# Image box annotation records
####

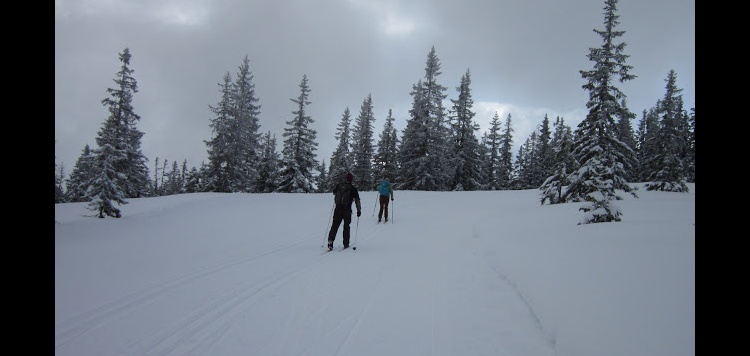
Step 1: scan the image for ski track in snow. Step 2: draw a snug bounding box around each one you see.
[55,192,554,356]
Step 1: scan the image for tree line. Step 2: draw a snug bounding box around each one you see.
[55,0,695,223]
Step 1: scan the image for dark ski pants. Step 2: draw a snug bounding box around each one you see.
[328,205,352,246]
[378,195,388,221]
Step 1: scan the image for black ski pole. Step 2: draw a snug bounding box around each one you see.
[320,202,336,247]
[391,199,396,224]
[352,216,359,250]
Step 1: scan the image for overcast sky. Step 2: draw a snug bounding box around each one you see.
[55,0,695,174]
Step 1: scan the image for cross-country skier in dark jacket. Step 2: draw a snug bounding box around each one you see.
[377,178,393,222]
[328,173,362,250]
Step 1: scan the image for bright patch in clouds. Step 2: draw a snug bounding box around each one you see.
[380,12,417,35]
[55,0,210,26]
[349,0,417,35]
[474,101,586,152]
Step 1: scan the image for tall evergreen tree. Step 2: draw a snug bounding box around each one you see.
[185,167,203,193]
[325,107,354,192]
[532,114,555,187]
[204,72,237,193]
[634,106,661,182]
[563,0,637,224]
[374,109,399,184]
[315,160,328,193]
[685,108,695,183]
[398,46,452,191]
[277,74,318,193]
[254,131,281,193]
[513,131,540,189]
[95,48,149,198]
[482,111,501,190]
[645,70,688,192]
[55,163,67,204]
[232,55,261,192]
[497,113,515,190]
[450,69,482,191]
[539,116,578,204]
[351,94,377,191]
[84,143,128,218]
[65,144,96,202]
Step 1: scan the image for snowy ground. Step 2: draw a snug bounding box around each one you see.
[55,184,695,356]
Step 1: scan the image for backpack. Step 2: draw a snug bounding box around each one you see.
[378,181,391,196]
[333,183,352,206]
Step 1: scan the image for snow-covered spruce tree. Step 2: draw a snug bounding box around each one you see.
[562,0,637,224]
[373,109,399,184]
[685,108,695,183]
[497,113,515,190]
[315,160,328,193]
[397,46,452,191]
[615,98,638,182]
[513,131,541,189]
[634,105,661,182]
[232,55,261,192]
[539,116,578,205]
[351,94,377,191]
[55,163,67,204]
[324,107,353,192]
[185,167,203,193]
[530,114,555,188]
[65,144,95,202]
[645,69,688,193]
[84,143,128,218]
[204,72,237,193]
[276,74,318,193]
[482,111,500,190]
[95,48,149,198]
[254,131,281,193]
[449,69,482,191]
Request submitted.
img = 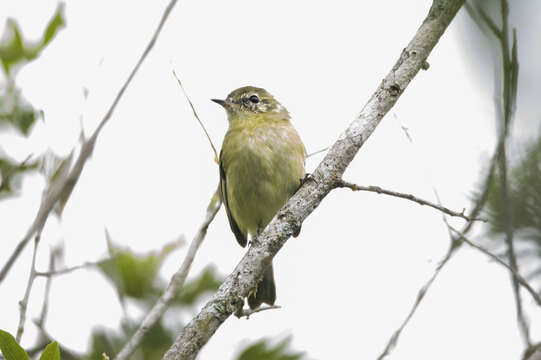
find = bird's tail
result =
[248,263,276,309]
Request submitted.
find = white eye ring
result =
[248,94,260,104]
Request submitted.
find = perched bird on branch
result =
[212,86,306,309]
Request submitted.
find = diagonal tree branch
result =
[164,0,464,360]
[0,0,182,283]
[115,192,222,360]
[337,180,487,222]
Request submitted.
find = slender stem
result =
[115,192,222,360]
[336,180,486,222]
[15,234,40,343]
[0,0,178,283]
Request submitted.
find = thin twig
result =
[306,146,330,159]
[336,180,487,222]
[449,225,541,306]
[235,305,282,320]
[0,0,181,283]
[35,249,58,327]
[173,70,218,162]
[378,244,456,360]
[15,234,40,343]
[36,257,114,278]
[115,192,222,360]
[163,0,464,360]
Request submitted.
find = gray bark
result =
[163,0,464,360]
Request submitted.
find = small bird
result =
[212,86,306,309]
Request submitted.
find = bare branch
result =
[173,70,219,162]
[235,305,282,320]
[115,192,222,360]
[15,234,40,343]
[448,225,541,306]
[378,244,456,360]
[160,0,464,360]
[36,257,114,278]
[336,180,487,222]
[0,0,181,283]
[306,146,330,159]
[35,249,58,328]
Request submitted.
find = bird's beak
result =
[210,99,231,109]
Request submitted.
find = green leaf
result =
[39,341,60,360]
[10,103,36,136]
[0,157,39,198]
[0,330,28,360]
[173,266,223,305]
[0,4,65,77]
[237,336,304,360]
[40,3,66,50]
[0,84,37,136]
[99,230,168,300]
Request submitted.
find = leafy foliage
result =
[39,341,60,360]
[0,330,28,360]
[237,337,304,360]
[0,156,39,197]
[174,266,222,305]
[0,4,65,76]
[487,134,541,268]
[0,4,64,197]
[0,330,60,360]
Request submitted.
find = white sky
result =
[0,0,541,359]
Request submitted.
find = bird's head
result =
[212,86,289,121]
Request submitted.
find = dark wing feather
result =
[220,151,246,247]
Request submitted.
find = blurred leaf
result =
[41,150,75,217]
[237,336,304,360]
[0,4,65,77]
[88,328,126,360]
[129,322,171,359]
[99,230,184,300]
[487,134,541,252]
[88,321,174,360]
[0,87,37,136]
[39,341,60,360]
[0,153,39,198]
[98,249,160,299]
[173,266,223,305]
[0,330,28,360]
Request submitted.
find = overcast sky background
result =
[0,0,541,359]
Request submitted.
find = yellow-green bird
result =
[212,86,306,309]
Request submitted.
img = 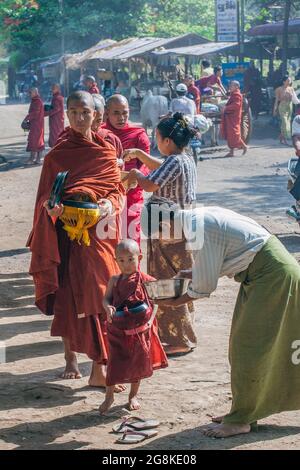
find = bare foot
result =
[61,353,82,380]
[88,361,126,393]
[164,345,191,355]
[99,397,114,415]
[203,424,251,438]
[128,396,141,411]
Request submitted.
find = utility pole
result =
[58,0,66,94]
[240,0,245,62]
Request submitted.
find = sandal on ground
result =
[116,429,158,444]
[112,416,160,433]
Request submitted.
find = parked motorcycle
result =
[286,157,300,225]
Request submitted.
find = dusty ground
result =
[0,105,300,450]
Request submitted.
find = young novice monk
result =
[99,239,168,413]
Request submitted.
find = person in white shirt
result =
[155,207,300,437]
[170,83,197,118]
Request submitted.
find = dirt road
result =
[0,105,300,450]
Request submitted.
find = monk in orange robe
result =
[221,80,248,157]
[102,95,150,244]
[27,91,124,386]
[24,87,45,165]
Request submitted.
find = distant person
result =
[292,114,300,157]
[84,75,100,95]
[201,59,214,77]
[184,75,201,114]
[170,83,197,117]
[45,83,65,147]
[24,87,45,165]
[221,80,248,157]
[244,60,262,119]
[273,75,300,145]
[99,240,168,414]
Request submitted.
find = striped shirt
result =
[147,153,197,207]
[184,207,271,299]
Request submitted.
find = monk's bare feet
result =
[61,353,82,380]
[128,396,141,411]
[242,145,248,155]
[164,345,191,356]
[88,361,126,393]
[202,424,251,438]
[99,397,114,415]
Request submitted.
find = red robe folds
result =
[25,95,45,152]
[88,83,100,95]
[57,126,123,158]
[102,121,150,243]
[221,86,244,149]
[45,93,65,147]
[27,130,124,363]
[106,272,168,386]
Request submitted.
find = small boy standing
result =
[99,239,168,414]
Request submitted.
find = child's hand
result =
[43,201,64,217]
[173,269,193,279]
[105,305,116,323]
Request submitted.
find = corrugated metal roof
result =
[247,18,300,36]
[153,42,238,57]
[66,39,117,70]
[89,38,164,60]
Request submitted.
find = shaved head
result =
[67,90,95,109]
[105,95,129,129]
[106,94,129,109]
[116,238,141,256]
[92,93,105,113]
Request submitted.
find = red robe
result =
[56,126,123,158]
[25,95,45,152]
[45,93,65,147]
[27,130,124,363]
[221,90,244,149]
[102,121,150,244]
[106,272,168,386]
[188,85,201,114]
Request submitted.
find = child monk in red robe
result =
[24,87,45,165]
[221,80,248,157]
[102,95,150,244]
[45,84,65,147]
[99,239,168,414]
[28,91,124,389]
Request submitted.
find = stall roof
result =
[153,42,238,57]
[247,18,300,36]
[66,39,117,69]
[80,33,210,62]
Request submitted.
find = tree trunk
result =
[282,0,292,74]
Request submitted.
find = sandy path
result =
[0,105,300,450]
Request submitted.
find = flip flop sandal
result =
[116,429,158,444]
[112,416,160,433]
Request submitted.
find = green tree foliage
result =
[0,0,214,62]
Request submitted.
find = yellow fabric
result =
[60,206,100,246]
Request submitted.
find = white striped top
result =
[183,207,271,299]
[147,153,197,207]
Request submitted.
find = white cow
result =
[141,90,169,147]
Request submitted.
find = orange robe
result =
[221,86,244,149]
[27,130,124,363]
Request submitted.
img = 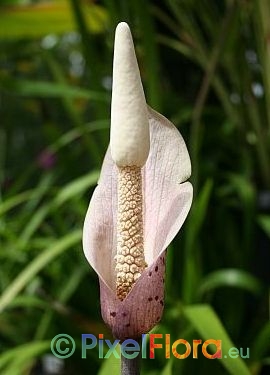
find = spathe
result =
[83,108,192,339]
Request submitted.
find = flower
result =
[83,23,192,340]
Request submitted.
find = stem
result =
[121,346,140,375]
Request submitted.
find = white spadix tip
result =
[110,22,150,167]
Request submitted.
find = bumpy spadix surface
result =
[83,109,192,339]
[115,166,147,300]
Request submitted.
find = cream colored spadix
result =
[110,22,150,167]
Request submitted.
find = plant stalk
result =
[121,339,141,375]
[121,354,140,375]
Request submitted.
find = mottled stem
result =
[121,340,141,375]
[115,166,147,300]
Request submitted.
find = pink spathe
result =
[83,108,192,340]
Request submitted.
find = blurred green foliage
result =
[0,0,270,375]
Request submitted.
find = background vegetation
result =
[0,0,270,375]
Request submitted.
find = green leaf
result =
[98,344,121,375]
[0,230,82,312]
[0,78,109,102]
[0,190,34,216]
[0,0,107,39]
[0,341,51,375]
[53,171,99,207]
[183,305,250,375]
[199,269,263,296]
[258,215,270,238]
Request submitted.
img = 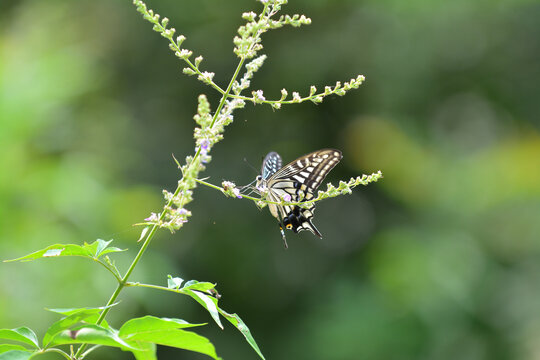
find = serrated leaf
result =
[219,309,264,359]
[43,308,114,347]
[122,341,157,360]
[5,240,125,262]
[49,324,139,350]
[6,244,92,262]
[0,350,34,360]
[126,329,219,360]
[183,289,223,329]
[118,316,206,339]
[94,239,126,259]
[45,303,118,316]
[0,326,39,348]
[0,344,28,354]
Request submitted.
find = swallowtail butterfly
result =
[256,149,342,247]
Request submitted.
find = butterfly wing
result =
[263,149,342,237]
[261,151,282,180]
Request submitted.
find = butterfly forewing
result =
[262,149,342,237]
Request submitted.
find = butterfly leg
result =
[278,223,289,249]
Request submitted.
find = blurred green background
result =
[0,0,540,360]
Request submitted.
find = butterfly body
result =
[256,149,342,244]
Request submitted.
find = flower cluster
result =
[133,0,374,231]
[233,0,311,59]
[297,170,383,208]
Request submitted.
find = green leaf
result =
[45,303,118,316]
[118,316,206,339]
[129,329,219,360]
[0,344,28,354]
[182,289,223,329]
[219,309,264,359]
[167,275,184,289]
[6,239,124,262]
[0,350,33,360]
[43,308,114,347]
[90,239,125,259]
[0,326,39,349]
[128,341,157,360]
[49,324,139,350]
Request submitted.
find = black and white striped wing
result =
[261,151,282,180]
[263,149,342,237]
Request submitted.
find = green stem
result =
[126,282,187,294]
[75,49,244,358]
[41,348,71,360]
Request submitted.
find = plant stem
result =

####

# Stated task
Rewrite the listing from its start through the line containing "[474,101,586,152]", replacing "snug" with "tight" and keeping everything else the same. Leave the pictures out.

# Correct output
Step 1: scan the image for ski track in snow. Step 2: draw a tight bounding box around each one you see.
[55,192,554,356]
Step 1: scan the image for tree line. Step 2: draw a tight bounding box around each one you see.
[55,0,695,223]
Step 1: scan the image for dark ski pants. Step 2: draw a tight bounding box around each one you see.
[328,205,352,246]
[378,195,388,221]
Step 1: scan the image for black ski pole. Step 2: draw a tight bounding box around each one you see.
[320,202,336,247]
[391,199,396,224]
[352,216,359,250]
Step 1: scan the image for overcast sky. Step 2: draw a tight bounding box around each one you see.
[55,0,695,174]
Step 1: scan the image for cross-country skier in dark jacket. Step 2: draw a tight bounding box around each one you see.
[377,178,393,222]
[328,173,362,250]
Step 1: scan the image for bright patch in clouds. Step 2: draw a tight bounding box around each one you see.
[380,12,417,35]
[55,0,210,26]
[349,0,417,35]
[474,101,586,152]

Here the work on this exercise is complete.